What you will do -
In the listing below, a line holding "For the site audit, find each instance of the tall window" and a line holding "For the site audit, find each instance of the person" mark the range. Retype both exactly, with all lines between them.

Data for analysis -

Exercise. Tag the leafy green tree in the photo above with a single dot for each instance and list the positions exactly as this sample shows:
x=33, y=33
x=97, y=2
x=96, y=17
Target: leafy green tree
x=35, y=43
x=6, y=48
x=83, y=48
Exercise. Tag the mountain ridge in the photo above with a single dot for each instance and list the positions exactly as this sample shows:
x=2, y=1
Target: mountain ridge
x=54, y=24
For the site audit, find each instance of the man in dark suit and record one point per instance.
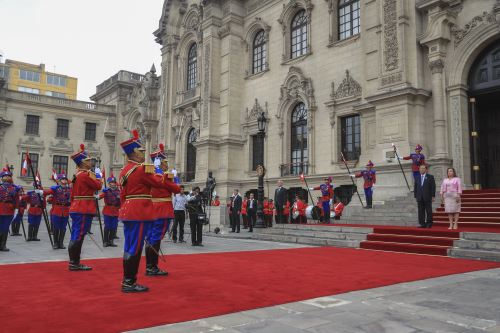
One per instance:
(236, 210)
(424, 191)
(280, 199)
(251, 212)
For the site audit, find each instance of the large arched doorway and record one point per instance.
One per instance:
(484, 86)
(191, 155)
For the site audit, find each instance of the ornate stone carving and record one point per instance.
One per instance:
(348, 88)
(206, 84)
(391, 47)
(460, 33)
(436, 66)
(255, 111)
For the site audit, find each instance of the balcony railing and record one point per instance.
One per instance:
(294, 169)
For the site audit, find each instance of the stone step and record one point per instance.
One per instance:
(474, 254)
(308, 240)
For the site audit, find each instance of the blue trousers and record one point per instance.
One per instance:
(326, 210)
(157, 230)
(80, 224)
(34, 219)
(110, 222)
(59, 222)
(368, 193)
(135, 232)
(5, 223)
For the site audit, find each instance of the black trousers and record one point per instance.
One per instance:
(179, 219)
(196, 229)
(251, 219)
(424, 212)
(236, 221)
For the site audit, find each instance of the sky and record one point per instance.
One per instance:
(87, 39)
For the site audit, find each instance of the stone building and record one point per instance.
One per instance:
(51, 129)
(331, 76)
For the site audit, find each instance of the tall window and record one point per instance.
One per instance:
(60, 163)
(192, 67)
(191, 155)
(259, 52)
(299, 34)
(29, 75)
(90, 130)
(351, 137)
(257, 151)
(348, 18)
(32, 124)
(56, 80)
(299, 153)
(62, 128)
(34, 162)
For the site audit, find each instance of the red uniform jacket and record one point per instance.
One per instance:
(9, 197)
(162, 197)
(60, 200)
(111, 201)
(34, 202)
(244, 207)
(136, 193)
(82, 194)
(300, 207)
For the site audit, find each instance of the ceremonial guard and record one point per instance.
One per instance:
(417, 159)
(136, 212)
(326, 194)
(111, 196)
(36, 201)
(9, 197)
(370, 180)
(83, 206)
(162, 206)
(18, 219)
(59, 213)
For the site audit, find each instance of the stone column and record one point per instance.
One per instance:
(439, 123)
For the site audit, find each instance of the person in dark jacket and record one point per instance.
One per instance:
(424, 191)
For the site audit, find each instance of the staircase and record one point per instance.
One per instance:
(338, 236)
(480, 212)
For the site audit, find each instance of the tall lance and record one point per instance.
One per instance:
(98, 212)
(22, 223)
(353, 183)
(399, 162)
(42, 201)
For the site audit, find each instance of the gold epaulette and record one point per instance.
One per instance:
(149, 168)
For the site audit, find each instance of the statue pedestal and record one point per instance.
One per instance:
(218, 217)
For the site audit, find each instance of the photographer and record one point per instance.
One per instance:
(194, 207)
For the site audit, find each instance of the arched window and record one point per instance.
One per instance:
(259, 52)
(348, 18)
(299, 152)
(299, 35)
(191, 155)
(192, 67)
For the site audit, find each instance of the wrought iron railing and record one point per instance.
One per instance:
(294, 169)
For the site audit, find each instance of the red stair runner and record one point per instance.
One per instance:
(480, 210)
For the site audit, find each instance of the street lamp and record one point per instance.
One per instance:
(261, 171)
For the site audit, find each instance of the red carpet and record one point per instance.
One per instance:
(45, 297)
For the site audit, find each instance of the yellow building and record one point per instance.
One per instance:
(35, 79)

Exercise response -
For the site audit, find each instance of the tall window and record one point per instance.
One per instance:
(60, 163)
(192, 67)
(191, 155)
(259, 52)
(299, 34)
(29, 75)
(90, 130)
(351, 137)
(257, 151)
(348, 18)
(32, 124)
(56, 80)
(299, 153)
(62, 128)
(34, 162)
For the site audit, find each instance of the red uniform jacket and record one point per instance.
One per instance:
(9, 197)
(162, 197)
(60, 200)
(111, 201)
(34, 202)
(244, 207)
(136, 193)
(82, 194)
(300, 207)
For the site audit, find each instance of the ceremonial guard and record one point per instance.
One per instance:
(417, 159)
(136, 212)
(326, 194)
(111, 196)
(36, 201)
(9, 197)
(370, 180)
(83, 206)
(162, 206)
(18, 219)
(59, 213)
For the site audit, find each instance of the stone column and record one point per instance.
One per instance:
(439, 123)
For the site audit, find each instance of the person in dark jacket and record one point per instance.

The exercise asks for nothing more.